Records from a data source
-=-=-=-=-

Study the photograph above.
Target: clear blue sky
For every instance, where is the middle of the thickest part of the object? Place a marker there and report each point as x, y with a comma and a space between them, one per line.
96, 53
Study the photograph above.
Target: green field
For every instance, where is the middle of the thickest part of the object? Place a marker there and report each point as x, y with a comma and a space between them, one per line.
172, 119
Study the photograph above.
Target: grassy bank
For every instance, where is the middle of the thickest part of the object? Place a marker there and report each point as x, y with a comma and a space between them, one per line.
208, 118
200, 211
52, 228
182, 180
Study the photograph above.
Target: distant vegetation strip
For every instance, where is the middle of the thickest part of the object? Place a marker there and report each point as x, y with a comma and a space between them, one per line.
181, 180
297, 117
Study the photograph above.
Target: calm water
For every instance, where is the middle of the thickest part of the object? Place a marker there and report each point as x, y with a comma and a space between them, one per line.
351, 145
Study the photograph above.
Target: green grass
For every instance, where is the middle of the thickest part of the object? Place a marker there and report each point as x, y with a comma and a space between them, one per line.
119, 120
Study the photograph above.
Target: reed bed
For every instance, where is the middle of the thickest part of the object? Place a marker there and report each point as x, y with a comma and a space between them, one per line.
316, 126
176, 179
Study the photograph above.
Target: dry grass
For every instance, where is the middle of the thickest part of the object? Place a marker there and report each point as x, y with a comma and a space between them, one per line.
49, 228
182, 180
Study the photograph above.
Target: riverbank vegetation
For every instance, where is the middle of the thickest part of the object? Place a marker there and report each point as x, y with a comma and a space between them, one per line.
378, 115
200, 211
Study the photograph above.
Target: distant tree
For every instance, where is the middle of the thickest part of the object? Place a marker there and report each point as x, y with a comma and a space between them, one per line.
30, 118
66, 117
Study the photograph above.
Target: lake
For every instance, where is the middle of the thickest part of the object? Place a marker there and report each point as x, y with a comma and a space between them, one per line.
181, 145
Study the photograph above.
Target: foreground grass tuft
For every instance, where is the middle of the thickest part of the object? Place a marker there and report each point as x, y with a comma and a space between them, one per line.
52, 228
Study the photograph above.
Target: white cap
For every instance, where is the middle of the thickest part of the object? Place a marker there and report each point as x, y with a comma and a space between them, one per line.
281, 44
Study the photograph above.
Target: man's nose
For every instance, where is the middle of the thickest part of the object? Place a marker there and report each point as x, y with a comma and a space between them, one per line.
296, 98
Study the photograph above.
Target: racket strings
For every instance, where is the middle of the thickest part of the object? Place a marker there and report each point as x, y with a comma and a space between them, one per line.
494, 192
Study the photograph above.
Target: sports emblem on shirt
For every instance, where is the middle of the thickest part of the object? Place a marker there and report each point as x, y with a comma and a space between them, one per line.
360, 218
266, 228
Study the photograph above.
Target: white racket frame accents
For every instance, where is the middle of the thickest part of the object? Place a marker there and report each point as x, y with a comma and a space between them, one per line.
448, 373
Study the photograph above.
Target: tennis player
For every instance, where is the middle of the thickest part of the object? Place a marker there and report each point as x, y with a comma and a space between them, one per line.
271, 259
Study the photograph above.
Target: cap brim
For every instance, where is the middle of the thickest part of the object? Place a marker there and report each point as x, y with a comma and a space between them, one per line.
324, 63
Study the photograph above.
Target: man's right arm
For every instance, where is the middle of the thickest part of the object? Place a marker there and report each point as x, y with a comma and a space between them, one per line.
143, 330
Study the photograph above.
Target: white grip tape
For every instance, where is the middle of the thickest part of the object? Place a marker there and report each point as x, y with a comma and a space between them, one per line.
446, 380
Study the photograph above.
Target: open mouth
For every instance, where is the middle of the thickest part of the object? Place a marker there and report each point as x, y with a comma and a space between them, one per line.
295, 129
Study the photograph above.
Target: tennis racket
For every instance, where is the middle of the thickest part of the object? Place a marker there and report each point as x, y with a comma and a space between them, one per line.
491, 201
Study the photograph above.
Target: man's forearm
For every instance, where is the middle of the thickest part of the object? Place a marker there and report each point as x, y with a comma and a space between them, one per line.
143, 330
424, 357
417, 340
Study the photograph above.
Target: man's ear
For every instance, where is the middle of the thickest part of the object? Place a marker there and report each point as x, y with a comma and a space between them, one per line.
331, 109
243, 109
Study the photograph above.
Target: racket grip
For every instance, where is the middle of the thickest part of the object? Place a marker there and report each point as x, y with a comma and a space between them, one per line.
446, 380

-=-=-=-=-

List each line above that contains the string "vegetation". Case counts.

Target: distant vegetation strip
Target: riverbank vegetation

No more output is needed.